In the passage about Katherine Mansfield, reproduce everything from "Katherine Mansfield was one" down to "fiction ever written." word for word.

--- EXCERPTED PASSAGE ---

Katherine Mansfield was one of the most famous and celebrated short fiction writers of the early 20th century. In her brief life – she died of tuberculosis at thirty-four – she produced dozens of short stories and poems, the first two full volumes of which are presented here as they originally appeared in print.
These two collections: ’Bliss, and Other Stories’ from 1920 and ‘The Garden Party, and Other Stories’ from 1922 – were enormously popular when they were first published and her works have gone on to be revered by critics and readers alike, often numbered among the finest pieces of short fiction ever written.
About the author
Katherine Mansfield was born Kathleen Mansfield in New Zealand in 1888 and raised in a suburb of Wellington called Thorndon. A writer from an early age, Mansfield drew inspiration from her lover and muse – a Maori tribal leader Maata Mahupuku – and moved to the UK when she was nineteen to go to Queen’s College with her sisters. Though she loved writing, Mansfield’s original plan was to become a professional cellist, but her work on the college newspaper and her voracious appetite for reading eventually pulled her towards a career in literature. Though she continued to have relationships with men throughout her life – eventually marrying twice – Mansfield also had relationships with at least two women, Mahupuku and artist Edith Kathleen Bendall. Mansfield worked exclusively in short fiction, producing dozens of stories and poems during her brief life. She was a great admirer of Anton Chekhov and used one of his quotes to lead off her book ‘Something Childish’: A little bird was asked: Why are your songs so short? He replied: I have many songs to sing, and I should like to sing them all. Mansfield became close friends with both Virginia Woolf and D.H. Lawrence. (The lead characters in Lawrence’s ‘Women in Love’ are based on Mansfield and her second husband, John Middleton Murry.) Woolf once said of Mansfield: ‘I was jealous of her writing – the only writing I was ever jealous of.’ A tireless writer, Mansfield continued to publish short stories and poems in various journals and magazines, her pace hardly slackening even after she learned that she had contracted tuberculosis in 1917. Though she desperately sought to cure herself of the disease, she eventually succumbed in 1922 and died at thirty-four. One of the most revered short story writers of the early 20th century, Katherine Mansfield is a national literary hero in New Zealand and her works have been published in dozens of languages.

--- EXTRACTED DATA ---

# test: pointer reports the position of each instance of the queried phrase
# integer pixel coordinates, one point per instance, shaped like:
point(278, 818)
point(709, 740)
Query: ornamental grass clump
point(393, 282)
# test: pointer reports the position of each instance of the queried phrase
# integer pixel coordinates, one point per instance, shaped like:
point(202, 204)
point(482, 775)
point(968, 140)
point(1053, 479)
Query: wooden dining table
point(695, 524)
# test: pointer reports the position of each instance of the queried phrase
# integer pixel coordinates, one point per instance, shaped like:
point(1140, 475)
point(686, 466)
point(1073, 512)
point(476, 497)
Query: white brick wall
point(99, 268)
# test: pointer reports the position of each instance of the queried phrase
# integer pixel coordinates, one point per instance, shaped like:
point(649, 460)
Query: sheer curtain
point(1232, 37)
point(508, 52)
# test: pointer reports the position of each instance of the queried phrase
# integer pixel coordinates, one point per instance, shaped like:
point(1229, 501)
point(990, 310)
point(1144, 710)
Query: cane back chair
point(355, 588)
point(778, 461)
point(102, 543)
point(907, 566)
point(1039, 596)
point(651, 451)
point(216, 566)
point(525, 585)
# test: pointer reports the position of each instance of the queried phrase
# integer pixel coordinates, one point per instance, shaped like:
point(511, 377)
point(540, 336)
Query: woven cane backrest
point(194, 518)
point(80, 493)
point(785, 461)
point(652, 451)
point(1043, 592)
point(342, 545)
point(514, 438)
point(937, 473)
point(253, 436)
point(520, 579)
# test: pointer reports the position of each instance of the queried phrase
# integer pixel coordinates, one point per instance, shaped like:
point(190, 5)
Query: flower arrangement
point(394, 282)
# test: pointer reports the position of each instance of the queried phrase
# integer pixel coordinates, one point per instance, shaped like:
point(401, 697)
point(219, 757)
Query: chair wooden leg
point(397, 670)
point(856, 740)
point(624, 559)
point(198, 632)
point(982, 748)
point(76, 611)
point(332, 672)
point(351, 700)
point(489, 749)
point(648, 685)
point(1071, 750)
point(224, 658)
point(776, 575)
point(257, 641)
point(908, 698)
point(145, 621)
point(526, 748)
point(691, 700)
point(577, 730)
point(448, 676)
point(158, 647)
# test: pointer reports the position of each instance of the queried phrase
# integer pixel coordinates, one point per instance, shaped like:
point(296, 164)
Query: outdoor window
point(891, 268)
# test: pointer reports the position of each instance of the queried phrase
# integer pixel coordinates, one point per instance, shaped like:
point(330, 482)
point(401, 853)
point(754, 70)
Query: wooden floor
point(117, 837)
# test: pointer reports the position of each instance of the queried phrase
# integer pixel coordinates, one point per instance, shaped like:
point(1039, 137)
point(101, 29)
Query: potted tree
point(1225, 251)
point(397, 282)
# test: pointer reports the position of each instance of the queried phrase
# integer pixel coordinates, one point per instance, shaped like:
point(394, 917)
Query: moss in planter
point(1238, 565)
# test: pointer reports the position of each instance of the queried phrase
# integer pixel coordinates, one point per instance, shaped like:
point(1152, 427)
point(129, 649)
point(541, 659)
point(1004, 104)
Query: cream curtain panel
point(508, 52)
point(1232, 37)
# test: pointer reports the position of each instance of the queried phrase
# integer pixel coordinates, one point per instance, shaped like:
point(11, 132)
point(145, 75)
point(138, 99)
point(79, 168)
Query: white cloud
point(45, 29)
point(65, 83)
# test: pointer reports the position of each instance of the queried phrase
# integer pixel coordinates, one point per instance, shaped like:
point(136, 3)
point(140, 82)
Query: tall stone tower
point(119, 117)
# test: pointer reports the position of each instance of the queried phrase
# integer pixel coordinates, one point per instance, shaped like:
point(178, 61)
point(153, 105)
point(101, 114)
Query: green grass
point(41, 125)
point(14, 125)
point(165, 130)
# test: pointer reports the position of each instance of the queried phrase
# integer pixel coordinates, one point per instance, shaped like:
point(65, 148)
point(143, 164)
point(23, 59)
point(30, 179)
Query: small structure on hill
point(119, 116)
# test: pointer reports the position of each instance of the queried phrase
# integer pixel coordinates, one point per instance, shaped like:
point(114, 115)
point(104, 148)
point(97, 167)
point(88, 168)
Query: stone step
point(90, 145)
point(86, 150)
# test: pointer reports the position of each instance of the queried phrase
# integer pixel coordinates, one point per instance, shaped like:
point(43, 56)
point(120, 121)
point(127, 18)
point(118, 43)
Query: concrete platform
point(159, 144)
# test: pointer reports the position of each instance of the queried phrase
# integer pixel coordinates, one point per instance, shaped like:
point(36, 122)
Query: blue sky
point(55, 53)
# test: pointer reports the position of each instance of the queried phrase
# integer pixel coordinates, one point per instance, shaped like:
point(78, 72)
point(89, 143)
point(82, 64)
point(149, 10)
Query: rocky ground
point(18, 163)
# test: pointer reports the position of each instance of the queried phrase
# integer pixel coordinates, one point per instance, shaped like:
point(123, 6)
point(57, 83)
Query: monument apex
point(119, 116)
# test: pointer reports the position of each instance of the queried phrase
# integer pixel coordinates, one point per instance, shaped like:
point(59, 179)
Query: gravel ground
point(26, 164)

---

> **COMPLETED TASK**:
Katherine Mansfield was one of the most famous and celebrated short fiction writers of the early 20th century. In her brief life – she died of tuberculosis at thirty-four – she produced dozens of short stories and poems, the first two full volumes of which are presented here as they originally appeared in print.
These two collections: ’Bliss, and Other Stories’ from 1920 and ‘The Garden Party, and Other Stories’ from 1922 – were enormously popular when they were first published and her works have gone on to be revered by critics and readers alike, often numbered among the finest pieces of short fiction ever written.